## Task
Give back the entire listing verbatim.

[Source data]

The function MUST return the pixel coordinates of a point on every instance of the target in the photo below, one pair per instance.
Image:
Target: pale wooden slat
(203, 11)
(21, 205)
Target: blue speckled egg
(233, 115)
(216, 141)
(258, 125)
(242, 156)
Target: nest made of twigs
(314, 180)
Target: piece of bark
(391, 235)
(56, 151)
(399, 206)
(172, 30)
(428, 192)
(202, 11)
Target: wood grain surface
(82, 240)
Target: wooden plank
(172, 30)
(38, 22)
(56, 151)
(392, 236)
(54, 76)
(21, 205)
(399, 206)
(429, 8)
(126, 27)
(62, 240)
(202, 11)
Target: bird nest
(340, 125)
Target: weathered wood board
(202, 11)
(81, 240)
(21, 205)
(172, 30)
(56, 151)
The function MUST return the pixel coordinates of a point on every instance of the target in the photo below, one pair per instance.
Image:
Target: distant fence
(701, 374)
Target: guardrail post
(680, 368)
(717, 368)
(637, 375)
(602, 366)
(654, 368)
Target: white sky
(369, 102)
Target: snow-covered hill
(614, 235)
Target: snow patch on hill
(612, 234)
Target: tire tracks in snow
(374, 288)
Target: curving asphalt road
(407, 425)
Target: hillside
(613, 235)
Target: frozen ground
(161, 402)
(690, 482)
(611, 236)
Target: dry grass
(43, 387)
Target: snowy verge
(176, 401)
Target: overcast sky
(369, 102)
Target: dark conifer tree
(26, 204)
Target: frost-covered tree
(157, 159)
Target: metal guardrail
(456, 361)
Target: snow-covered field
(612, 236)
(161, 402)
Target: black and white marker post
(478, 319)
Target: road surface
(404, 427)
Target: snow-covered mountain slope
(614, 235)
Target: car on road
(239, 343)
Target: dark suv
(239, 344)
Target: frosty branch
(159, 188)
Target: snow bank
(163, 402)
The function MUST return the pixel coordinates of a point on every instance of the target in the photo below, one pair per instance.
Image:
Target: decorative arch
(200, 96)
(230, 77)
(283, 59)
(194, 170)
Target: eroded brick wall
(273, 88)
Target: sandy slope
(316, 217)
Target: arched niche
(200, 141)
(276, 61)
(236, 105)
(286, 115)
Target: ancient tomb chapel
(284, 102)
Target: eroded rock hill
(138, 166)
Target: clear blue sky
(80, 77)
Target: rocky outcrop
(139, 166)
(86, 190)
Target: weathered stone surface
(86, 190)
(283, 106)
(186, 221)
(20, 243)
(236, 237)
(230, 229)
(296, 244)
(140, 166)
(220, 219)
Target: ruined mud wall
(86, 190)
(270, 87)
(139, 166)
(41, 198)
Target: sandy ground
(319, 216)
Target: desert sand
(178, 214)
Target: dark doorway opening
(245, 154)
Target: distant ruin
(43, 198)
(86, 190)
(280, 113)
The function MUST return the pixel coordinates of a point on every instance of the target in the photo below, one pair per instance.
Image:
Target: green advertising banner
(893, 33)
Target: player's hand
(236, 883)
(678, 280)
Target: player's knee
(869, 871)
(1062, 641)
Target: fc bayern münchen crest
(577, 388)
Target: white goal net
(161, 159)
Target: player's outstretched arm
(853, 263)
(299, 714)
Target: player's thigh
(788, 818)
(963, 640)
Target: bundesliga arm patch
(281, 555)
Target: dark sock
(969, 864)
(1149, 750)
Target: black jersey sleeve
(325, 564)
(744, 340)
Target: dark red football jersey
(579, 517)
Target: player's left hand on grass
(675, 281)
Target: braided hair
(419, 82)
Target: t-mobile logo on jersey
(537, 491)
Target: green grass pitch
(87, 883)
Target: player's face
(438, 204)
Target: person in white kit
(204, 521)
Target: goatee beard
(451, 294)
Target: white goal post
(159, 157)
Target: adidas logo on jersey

## Exercise result
The function MUST return the pixel coordinates of a point on every instance of the target in the photo below, one pair per instance.
Image:
Target: pale wooden slat
(203, 11)
(21, 205)
Target: blue speckled egg
(233, 115)
(216, 141)
(258, 125)
(242, 156)
Target: nest made of twigs
(314, 180)
Target: piece of bark
(391, 235)
(56, 151)
(399, 206)
(172, 30)
(428, 192)
(202, 11)
Target: wood grain surface
(82, 240)
Target: wooden plank
(172, 30)
(38, 22)
(56, 151)
(392, 236)
(54, 76)
(21, 205)
(399, 206)
(429, 8)
(126, 27)
(62, 240)
(202, 11)
Target: bird nest
(340, 125)
Target: weathered wood board
(202, 11)
(81, 240)
(21, 205)
(172, 30)
(56, 151)
The function MUST return the pixel coordinates of a point on every instance of the target in the photo below, one pair per instance.
Image:
Target: distant fence
(701, 374)
Target: guardrail post
(680, 368)
(717, 368)
(637, 375)
(602, 366)
(654, 368)
Target: white sky
(369, 102)
Target: snow-covered hill
(614, 235)
Target: snow patch on hill
(612, 234)
Target: tire tracks in snow
(374, 288)
Target: curving asphalt road
(407, 425)
Target: hillside
(613, 235)
Target: frozen ground
(161, 402)
(690, 482)
(611, 236)
Target: dry grass
(43, 387)
Target: snowy verge
(176, 401)
Target: overcast sky
(369, 102)
Target: dark conifer tree
(26, 204)
Target: frost-covered tree
(157, 159)
Target: metal guardrail
(456, 361)
Target: snow-covered field
(612, 236)
(161, 402)
Target: black and white marker post
(478, 319)
Target: road surface
(404, 427)
Target: snow-covered mountain slope
(614, 235)
Target: car on road
(239, 343)
Target: dark suv
(239, 344)
Target: frosty branch
(159, 188)
Target: snow bank
(163, 402)
The function MUST return the pixel coordinates of a point on every instance of the target in the photo below, one pair per instance.
Image:
Target: decorative arch
(200, 96)
(230, 77)
(283, 59)
(194, 170)
Target: eroded brick wall
(273, 88)
Target: sandy slope
(316, 217)
Target: arched niche
(200, 141)
(276, 61)
(236, 105)
(286, 115)
Target: ancient tomb chapel
(284, 102)
Target: eroded rock hill
(138, 166)
Target: clear blue sky
(80, 77)
Target: rocky outcrop
(139, 166)
(86, 190)
Target: weathered stone surface
(86, 190)
(283, 106)
(186, 221)
(20, 243)
(236, 237)
(230, 229)
(296, 244)
(140, 166)
(220, 219)
Target: ruined mud wall
(86, 190)
(270, 87)
(139, 166)
(41, 198)
Target: sandy ground
(319, 216)
Target: desert sand
(178, 214)
Target: dark doorway opening
(245, 154)
Target: distant ruin
(43, 198)
(86, 190)
(280, 113)
The function MUST return the pixel coordinates of a point on every instance of the target in the photo below, one pair per instance.
Image:
Target: green advertising banner
(893, 33)
Target: player's hand
(236, 883)
(678, 280)
Target: player's knee
(869, 871)
(1062, 641)
Target: fc bayern münchen crest
(577, 388)
Target: white goal net
(161, 159)
Target: player's outstretched arm
(853, 263)
(299, 714)
Target: player's thigh
(788, 818)
(963, 640)
Target: bundesliga arm patch
(281, 555)
Target: dark sock
(969, 864)
(1149, 750)
Target: black jersey sleeve
(325, 564)
(744, 340)
Target: dark red football jersey
(579, 517)
Target: player's left hand on grass
(675, 281)
Target: braided hair
(419, 82)
Target: t-mobile logo on jersey
(537, 491)
Target: green grass pitch
(87, 883)
Target: player's face
(438, 204)
Target: person in white kit
(204, 521)
Target: goatee beard
(451, 294)
Target: white goal post
(159, 157)
Target: adidas logo on jersey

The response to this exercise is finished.